Aim of the task: From the listing below, extract each line containing the string "instance".

Data for this task:
--- --- ---
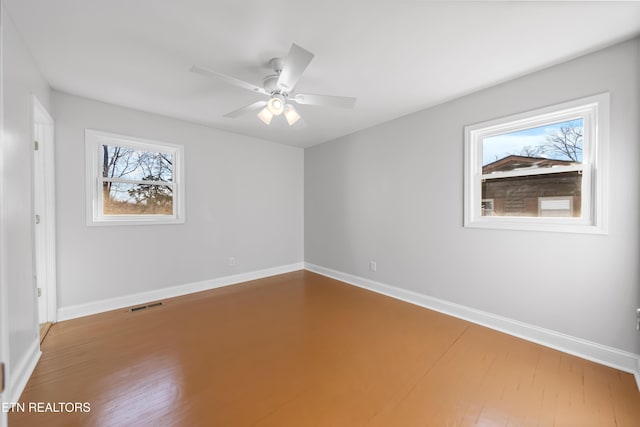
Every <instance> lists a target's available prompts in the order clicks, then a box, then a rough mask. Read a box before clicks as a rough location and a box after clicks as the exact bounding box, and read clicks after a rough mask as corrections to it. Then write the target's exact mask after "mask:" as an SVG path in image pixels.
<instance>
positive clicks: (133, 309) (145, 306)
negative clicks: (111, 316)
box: [129, 302, 162, 312]
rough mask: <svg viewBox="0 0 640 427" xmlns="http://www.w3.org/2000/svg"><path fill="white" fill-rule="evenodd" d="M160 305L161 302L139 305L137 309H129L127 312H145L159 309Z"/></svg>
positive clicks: (135, 307) (133, 308)
mask: <svg viewBox="0 0 640 427" xmlns="http://www.w3.org/2000/svg"><path fill="white" fill-rule="evenodd" d="M161 305H162V303H161V302H154V303H151V304H146V305H139V306H137V307H131V309H130V310H129V311H131V312H134V311H140V310H146V309H147V308H154V307H160V306H161Z"/></svg>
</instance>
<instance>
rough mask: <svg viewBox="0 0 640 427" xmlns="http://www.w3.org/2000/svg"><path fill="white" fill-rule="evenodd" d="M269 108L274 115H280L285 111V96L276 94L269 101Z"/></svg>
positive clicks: (273, 114) (268, 104) (274, 115)
mask: <svg viewBox="0 0 640 427" xmlns="http://www.w3.org/2000/svg"><path fill="white" fill-rule="evenodd" d="M267 108H268V109H269V111H271V114H273V115H274V116H279V115H280V114H282V112H283V111H284V96H282V95H280V94H275V95H273V96H272V97H271V99H270V100H269V102H268V103H267Z"/></svg>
--- --- ---
Result for this exercise:
Every <instance> lists a target's available prompts in the order clicks, then a box, then a rough mask. Read a box before clicks as a rough location and a box after clicks as the exact bounding box, and read clicks after a rough mask as corrections to it. Then write the target's exact mask after "mask:" as an SVG path in image pixels.
<instance>
</instance>
<instance>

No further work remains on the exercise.